EXCERPTED TEXT →
Queen of punk Dame Vivienne Westwood’s fashion legacy
Few individuals disrupted fashion quite like Dame Vivienne Westwood, who has died aged 81.
Known for her counterculture aesthetic and commitment to the environment, fashion wouldn’t be where it is today without Westwood carving her unique path.
She continued working until the end of her life, with the announcement on her Instagram page reading: “Vivienne continued to do the things she loved, up until the last moment, designing, working on her art, writing her book, and changing the world for the better. She led an amazing life. Her innovation and impact over the last 60 years has been immense and will continue into the future.”
Tributes have already started pouring in from the world of fashion, music and beyond, with Chrissie Hynde – lead singer of the Pretenders – tweeting: “Vivienne is gone and the world is already a less interesting place.”
Westwood certainly made the world a more interesting place throughout her career – these are some of the major ways she broke boundaries…
She brought a punk aesthetic to high fashion
With her provocative and boundary-pushing designs, Westwood helped set the fashion tone for the punk movement in the 1970s.
She opened a shop with her then-partner Malcolm McLaren on the King’s Road in 1971 – later called SEX – which was frequented by some of the biggest names in punk – including the Sex Pistols, who McLaren managed.
During this time, Westwood’s designs set the tone for punk fashion – think ripped T-shirts, lots of safety pin embellishments and tartan accents. Westwood often used anti-establishment iconography in her clothes – particularly subverting traditional images of the monarchy.
In 1998 she told The Independent: “I was a punk before it got its name. I had that hairstyle and purple lipstick. Girls stopped me in the street and said, ‘Look at the state of that’.”
She made the environment a central focus
The climate crisis might be top of the agenda now, with brands like Stella McCartney using eco-friendly materials and emphasising the need for sustainability in fashion.
But when Westwood started talking about sustainability way back in Eighties, she was seen as something of an outlier. She used traditional tailoring from Savile Row and put great importance on how garments were made – considering the supply chain long before many other major players did.

RECORDED DATA →
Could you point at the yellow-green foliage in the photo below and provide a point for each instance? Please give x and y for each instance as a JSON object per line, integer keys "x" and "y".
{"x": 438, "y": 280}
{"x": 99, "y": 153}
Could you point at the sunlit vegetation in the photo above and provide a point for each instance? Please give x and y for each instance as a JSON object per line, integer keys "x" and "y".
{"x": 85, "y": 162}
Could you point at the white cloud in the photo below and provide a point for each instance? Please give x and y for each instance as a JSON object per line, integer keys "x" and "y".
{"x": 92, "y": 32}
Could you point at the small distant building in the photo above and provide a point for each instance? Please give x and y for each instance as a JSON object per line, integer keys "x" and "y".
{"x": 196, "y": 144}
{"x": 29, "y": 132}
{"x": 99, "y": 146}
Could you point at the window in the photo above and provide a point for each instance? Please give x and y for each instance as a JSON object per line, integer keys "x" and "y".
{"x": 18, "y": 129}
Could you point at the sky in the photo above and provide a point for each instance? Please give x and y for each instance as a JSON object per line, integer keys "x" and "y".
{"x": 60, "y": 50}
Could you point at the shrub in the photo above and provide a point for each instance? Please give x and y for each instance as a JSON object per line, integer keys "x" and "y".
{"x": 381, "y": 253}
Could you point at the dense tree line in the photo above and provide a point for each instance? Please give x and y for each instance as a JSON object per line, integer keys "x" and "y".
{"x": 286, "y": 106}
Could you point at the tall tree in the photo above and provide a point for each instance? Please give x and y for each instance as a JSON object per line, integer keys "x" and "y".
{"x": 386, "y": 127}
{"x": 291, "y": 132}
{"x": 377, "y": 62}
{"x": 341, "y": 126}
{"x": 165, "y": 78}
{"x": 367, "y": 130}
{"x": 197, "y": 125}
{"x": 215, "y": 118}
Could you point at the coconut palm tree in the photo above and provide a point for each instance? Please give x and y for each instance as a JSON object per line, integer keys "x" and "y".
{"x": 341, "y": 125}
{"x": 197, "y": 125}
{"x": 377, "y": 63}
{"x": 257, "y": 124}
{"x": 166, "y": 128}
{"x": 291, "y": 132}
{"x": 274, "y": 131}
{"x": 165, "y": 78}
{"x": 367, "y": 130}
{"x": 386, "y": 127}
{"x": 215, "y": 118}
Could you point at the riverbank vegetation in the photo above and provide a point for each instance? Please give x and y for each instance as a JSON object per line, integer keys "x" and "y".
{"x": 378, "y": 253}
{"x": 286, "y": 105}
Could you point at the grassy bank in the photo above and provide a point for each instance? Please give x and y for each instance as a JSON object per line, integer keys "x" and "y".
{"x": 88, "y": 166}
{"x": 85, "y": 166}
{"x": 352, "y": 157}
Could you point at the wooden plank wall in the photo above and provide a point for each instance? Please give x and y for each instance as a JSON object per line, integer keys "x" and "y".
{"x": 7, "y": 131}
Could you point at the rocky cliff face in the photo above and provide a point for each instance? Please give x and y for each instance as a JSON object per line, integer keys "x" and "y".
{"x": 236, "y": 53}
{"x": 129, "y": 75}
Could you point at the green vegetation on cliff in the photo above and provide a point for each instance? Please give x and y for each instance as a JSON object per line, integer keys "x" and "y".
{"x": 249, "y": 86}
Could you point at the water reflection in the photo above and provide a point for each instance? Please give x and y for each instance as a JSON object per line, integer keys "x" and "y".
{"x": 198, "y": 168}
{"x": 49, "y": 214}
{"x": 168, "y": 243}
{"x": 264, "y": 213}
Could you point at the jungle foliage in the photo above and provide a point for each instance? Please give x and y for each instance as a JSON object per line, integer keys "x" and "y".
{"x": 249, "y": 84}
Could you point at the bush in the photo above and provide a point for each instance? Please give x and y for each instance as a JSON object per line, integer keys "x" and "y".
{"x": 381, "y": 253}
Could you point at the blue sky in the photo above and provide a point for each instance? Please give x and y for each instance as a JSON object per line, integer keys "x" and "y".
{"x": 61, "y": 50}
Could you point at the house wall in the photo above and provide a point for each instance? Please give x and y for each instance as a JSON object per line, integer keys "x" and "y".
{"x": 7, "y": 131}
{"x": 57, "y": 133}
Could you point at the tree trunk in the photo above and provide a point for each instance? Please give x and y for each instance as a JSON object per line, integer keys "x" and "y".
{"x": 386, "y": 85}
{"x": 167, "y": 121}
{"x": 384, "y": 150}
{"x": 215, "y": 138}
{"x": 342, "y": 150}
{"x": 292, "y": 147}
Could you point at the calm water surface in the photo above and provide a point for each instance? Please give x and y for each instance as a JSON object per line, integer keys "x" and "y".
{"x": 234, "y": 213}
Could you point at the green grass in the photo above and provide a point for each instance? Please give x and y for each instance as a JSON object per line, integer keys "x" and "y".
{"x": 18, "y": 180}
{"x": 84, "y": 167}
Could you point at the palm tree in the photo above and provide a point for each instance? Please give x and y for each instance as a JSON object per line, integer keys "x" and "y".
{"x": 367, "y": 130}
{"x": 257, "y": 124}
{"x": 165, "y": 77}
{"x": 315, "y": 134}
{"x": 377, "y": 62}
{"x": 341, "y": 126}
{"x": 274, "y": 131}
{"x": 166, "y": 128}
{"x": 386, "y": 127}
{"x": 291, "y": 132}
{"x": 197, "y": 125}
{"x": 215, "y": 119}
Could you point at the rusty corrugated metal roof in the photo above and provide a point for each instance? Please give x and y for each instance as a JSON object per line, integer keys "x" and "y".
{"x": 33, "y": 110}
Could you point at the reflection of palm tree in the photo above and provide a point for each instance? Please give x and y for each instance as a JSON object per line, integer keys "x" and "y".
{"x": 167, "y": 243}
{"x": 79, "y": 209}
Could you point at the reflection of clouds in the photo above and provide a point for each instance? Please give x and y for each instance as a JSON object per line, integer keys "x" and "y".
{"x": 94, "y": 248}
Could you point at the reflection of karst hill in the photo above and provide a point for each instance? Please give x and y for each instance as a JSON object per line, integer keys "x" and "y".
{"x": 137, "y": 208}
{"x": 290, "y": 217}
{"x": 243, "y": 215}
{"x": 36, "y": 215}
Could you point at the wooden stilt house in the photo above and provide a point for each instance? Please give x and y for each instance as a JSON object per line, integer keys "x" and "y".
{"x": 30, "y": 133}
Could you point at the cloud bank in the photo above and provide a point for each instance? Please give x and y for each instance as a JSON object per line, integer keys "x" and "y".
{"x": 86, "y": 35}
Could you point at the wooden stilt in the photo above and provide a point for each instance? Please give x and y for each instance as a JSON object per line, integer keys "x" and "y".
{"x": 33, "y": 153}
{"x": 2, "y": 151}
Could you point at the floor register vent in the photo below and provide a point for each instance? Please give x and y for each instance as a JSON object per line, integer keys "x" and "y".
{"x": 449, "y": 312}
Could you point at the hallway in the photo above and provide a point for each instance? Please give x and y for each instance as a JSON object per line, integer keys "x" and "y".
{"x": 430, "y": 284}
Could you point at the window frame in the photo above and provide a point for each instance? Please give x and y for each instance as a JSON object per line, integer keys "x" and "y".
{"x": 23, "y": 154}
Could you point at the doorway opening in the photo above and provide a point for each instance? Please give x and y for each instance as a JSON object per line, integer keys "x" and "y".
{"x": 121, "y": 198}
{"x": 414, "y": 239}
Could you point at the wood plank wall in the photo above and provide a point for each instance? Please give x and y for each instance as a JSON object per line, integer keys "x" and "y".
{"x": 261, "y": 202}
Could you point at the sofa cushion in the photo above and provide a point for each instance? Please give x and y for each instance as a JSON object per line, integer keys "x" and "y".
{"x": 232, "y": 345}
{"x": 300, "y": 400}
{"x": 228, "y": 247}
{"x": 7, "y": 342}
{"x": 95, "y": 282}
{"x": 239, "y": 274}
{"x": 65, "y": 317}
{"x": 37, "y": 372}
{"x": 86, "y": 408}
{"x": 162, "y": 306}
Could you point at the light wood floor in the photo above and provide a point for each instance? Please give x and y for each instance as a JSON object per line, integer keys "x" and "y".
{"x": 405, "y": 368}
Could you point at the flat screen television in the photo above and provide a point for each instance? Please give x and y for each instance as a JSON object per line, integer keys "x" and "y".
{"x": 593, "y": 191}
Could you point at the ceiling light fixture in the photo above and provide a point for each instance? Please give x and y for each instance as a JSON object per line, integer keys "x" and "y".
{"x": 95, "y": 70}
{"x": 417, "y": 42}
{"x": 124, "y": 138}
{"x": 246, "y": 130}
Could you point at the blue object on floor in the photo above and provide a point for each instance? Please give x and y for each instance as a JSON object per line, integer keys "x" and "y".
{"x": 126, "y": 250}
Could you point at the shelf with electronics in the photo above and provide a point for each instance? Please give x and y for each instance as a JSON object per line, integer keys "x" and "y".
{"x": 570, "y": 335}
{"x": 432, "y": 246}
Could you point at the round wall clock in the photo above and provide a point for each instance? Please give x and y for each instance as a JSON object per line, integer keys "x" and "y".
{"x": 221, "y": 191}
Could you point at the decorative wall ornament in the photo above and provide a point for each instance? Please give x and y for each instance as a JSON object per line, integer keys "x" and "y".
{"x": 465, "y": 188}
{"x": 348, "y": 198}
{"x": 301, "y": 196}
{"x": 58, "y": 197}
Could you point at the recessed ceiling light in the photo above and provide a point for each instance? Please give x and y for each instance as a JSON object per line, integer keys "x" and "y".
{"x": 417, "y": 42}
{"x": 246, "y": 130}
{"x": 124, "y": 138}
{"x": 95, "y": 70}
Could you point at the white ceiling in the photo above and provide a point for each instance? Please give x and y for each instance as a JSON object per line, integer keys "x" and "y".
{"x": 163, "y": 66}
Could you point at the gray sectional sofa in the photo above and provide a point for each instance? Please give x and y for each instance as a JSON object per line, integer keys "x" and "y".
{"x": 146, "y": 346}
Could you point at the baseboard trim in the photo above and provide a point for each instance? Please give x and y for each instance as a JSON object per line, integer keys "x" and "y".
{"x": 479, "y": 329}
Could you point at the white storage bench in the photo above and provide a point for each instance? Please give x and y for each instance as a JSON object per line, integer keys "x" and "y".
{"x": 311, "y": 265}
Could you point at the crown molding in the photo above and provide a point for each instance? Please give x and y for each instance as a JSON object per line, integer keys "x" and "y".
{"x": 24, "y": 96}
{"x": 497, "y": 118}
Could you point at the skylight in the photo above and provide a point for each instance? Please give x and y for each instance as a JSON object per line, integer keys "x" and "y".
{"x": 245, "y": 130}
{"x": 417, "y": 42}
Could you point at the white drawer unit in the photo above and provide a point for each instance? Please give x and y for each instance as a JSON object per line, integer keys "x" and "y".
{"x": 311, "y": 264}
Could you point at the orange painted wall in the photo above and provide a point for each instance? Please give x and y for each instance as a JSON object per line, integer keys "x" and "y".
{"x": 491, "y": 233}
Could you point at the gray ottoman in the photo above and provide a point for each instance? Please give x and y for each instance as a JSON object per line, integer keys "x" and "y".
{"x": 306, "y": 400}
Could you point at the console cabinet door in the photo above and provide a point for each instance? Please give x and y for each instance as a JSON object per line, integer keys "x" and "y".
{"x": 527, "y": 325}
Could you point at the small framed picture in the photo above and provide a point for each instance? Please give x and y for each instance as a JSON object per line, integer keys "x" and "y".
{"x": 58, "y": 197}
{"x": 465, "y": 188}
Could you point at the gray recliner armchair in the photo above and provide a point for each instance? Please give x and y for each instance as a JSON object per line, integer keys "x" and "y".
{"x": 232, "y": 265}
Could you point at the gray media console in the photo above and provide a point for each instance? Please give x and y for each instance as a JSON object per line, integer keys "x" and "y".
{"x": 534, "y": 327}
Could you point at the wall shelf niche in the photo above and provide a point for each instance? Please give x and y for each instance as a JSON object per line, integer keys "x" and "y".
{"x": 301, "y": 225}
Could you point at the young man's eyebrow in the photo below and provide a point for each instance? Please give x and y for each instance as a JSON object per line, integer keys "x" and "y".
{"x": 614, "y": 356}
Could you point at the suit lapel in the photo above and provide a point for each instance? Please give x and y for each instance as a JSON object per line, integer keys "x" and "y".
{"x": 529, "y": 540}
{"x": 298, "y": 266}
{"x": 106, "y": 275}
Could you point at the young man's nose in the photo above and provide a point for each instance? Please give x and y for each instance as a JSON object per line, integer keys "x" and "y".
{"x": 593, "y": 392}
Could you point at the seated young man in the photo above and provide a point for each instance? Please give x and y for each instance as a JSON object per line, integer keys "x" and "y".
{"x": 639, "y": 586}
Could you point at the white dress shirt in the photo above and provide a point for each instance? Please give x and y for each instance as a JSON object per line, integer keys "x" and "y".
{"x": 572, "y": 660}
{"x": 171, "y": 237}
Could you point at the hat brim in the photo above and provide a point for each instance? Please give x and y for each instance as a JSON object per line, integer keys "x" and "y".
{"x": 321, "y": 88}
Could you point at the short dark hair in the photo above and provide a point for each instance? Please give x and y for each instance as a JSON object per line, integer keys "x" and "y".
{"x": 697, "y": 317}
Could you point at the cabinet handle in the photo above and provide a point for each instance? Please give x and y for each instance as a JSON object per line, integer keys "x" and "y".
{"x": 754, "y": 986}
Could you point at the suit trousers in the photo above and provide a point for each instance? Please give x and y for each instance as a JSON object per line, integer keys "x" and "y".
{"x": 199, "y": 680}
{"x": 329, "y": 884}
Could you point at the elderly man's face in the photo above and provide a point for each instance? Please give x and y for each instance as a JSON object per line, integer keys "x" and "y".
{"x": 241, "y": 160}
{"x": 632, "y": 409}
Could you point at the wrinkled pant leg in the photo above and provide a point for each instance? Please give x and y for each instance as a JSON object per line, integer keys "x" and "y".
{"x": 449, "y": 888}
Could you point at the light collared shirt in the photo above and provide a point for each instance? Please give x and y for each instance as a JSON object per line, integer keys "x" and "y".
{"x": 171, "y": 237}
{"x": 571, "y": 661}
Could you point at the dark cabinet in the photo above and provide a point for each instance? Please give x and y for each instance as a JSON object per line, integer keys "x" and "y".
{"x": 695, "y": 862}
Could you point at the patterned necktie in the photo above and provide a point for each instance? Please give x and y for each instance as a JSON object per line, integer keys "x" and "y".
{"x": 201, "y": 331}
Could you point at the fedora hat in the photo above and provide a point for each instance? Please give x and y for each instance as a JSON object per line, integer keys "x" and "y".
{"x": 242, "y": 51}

STATED PROBLEM 1 →
Does each statement below agree with the Westwood article? Answer yes or no for each, quoting the exact words of the article that settle it.
(a) Westwood opened a shop on the King's Road in 1971 with Malcolm McLaren.
(b) Westwood died at the age of 91.
(c) Westwood began talking about sustainability in the Nineties.
STATED PROBLEM 2 → Copy the passage of the Westwood article between "Tributes have already" and "in the 1970s.", inclusive.

WRITTEN RESPONSE 1 →
(a) Yes: "She opened a shop with her then-partner Malcolm McLaren on the King’s Road in 1971"
(b) No: "who has died aged 81"
(c) No: "when Westwood started talking about sustainability way back in Eighties"

WRITTEN RESPONSE 2 →
Tributes have already started pouring in from the world of fashion, music and beyond, with Chrissie Hynde – lead singer of the Pretenders – tweeting: “Vivienne is gone and the world is already a less interesting place.”
Westwood certainly made the world a more interesting place throughout her career – these are some of the major ways she broke boundaries…
She brought a punk aesthetic to high fashion
With her provocative and boundary-pushing designs, Westwood helped set the fashion tone for the punk movement in the 1970s.